» **Given entries**:
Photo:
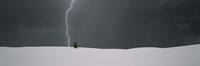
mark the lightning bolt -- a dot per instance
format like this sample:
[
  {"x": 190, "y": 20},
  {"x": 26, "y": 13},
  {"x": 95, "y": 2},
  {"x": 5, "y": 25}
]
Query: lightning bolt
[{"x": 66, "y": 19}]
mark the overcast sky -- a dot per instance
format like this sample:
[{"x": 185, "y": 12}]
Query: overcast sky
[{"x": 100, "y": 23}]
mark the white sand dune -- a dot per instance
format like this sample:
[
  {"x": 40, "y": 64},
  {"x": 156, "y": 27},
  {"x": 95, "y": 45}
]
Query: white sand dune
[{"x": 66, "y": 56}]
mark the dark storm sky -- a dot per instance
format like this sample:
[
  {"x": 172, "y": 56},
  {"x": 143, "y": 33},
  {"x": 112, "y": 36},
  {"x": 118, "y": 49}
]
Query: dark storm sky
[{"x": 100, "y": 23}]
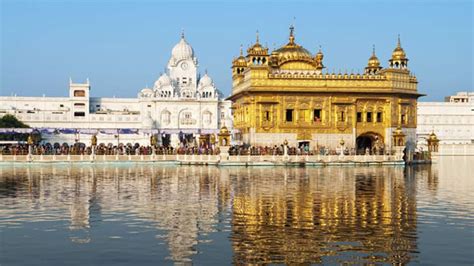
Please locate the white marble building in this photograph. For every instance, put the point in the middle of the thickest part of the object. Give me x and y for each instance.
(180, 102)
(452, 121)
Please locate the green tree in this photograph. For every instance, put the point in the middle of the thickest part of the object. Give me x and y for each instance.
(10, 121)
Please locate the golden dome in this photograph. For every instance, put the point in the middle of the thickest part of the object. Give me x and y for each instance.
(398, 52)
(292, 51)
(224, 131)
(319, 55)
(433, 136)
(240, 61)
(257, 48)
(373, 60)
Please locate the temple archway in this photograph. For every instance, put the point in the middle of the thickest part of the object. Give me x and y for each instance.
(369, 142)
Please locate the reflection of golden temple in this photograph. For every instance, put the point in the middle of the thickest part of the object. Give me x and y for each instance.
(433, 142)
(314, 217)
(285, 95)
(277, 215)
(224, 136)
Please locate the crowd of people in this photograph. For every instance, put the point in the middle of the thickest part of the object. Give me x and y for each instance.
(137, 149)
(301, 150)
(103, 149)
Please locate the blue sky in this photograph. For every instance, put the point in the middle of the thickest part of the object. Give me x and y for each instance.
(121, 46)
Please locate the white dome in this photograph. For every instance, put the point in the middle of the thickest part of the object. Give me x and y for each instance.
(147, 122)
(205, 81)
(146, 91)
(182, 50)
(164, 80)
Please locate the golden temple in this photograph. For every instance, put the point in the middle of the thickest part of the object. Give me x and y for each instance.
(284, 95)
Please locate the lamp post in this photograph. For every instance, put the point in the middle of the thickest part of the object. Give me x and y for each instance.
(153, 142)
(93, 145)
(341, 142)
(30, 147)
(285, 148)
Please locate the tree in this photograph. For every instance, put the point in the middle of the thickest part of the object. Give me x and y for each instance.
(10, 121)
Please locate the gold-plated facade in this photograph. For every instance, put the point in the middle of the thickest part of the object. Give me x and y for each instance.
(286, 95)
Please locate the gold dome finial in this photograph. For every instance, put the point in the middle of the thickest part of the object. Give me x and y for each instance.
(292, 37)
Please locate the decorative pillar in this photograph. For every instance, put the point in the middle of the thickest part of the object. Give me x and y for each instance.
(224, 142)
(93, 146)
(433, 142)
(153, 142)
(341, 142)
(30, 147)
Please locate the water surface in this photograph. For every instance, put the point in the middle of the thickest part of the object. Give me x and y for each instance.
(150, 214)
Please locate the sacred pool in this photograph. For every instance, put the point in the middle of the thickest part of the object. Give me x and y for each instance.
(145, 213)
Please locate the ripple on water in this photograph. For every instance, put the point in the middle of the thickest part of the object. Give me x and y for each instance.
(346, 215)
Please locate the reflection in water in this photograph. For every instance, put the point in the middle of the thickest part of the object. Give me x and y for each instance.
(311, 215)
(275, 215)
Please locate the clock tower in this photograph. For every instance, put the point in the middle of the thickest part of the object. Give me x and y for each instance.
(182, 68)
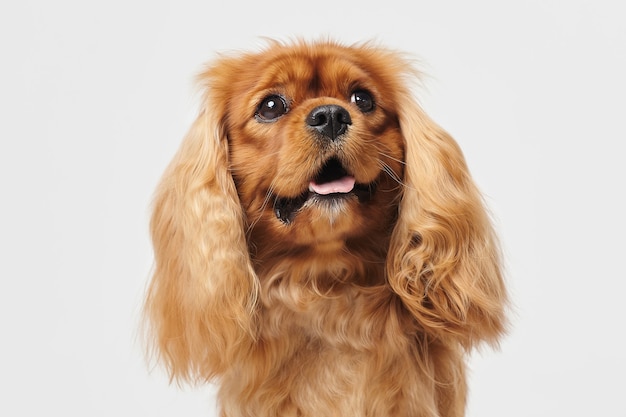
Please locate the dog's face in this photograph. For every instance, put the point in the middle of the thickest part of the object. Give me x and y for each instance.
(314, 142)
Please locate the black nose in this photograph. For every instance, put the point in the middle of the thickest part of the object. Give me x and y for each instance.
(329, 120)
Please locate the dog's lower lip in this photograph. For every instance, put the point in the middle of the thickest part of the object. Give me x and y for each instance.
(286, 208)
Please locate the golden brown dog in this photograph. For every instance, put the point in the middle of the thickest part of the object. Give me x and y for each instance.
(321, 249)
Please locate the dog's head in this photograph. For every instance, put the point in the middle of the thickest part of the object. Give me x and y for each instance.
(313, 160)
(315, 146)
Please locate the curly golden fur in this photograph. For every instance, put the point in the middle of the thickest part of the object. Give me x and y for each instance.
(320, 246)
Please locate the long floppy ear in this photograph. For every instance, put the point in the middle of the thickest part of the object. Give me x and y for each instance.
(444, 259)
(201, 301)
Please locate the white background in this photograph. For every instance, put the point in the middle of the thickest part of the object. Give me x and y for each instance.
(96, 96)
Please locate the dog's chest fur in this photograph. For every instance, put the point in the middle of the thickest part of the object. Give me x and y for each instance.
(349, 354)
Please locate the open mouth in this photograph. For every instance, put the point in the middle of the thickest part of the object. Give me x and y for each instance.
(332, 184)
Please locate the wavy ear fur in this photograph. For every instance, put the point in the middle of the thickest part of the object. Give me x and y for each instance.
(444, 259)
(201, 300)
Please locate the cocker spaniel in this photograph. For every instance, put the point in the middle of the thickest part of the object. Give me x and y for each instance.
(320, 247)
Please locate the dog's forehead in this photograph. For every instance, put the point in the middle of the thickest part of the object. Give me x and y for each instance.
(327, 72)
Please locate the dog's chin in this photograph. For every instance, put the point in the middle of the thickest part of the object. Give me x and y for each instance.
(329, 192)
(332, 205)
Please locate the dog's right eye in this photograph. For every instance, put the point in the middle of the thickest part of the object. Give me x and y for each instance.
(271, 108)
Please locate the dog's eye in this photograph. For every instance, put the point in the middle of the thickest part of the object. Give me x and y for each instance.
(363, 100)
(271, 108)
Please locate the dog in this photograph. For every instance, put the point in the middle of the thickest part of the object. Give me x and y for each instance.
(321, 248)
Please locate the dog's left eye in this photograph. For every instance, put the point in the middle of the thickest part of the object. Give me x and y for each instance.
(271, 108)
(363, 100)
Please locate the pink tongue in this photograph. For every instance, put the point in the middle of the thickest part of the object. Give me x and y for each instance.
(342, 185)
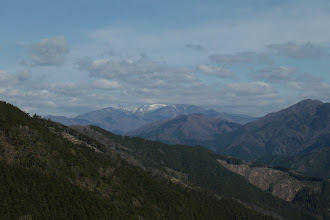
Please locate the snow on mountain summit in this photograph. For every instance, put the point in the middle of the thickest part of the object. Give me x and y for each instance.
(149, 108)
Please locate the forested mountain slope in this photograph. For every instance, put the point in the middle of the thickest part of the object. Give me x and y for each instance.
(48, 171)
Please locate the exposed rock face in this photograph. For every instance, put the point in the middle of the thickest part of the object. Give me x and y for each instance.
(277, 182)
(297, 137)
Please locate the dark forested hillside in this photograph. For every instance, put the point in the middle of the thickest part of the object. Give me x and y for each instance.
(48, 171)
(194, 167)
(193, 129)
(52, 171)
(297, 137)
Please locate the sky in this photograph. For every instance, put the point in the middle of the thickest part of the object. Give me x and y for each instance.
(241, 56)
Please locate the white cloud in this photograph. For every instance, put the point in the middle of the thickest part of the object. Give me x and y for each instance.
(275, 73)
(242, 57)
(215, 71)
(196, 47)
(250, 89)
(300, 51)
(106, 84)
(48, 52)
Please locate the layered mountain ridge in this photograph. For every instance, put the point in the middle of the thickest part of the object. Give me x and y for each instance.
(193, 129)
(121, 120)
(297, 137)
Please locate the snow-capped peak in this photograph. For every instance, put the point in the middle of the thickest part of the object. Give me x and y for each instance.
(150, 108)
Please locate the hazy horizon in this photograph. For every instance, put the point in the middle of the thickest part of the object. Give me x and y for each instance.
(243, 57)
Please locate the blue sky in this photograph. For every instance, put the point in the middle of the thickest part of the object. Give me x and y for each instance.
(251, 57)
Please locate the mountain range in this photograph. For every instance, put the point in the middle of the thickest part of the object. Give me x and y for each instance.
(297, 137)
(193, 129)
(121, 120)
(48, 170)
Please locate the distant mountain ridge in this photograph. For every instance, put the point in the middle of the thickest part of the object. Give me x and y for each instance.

» **Task description**: Scan the entries for the word "mark". Report each line that has it.

» **Answer to the exercise**:
mark the lightning bolt -- a dot per instance
mark the overcast sky -- a dot per instance
mark the white sand dune -- a dot per instance
mark the dark storm sky -- a dot per instance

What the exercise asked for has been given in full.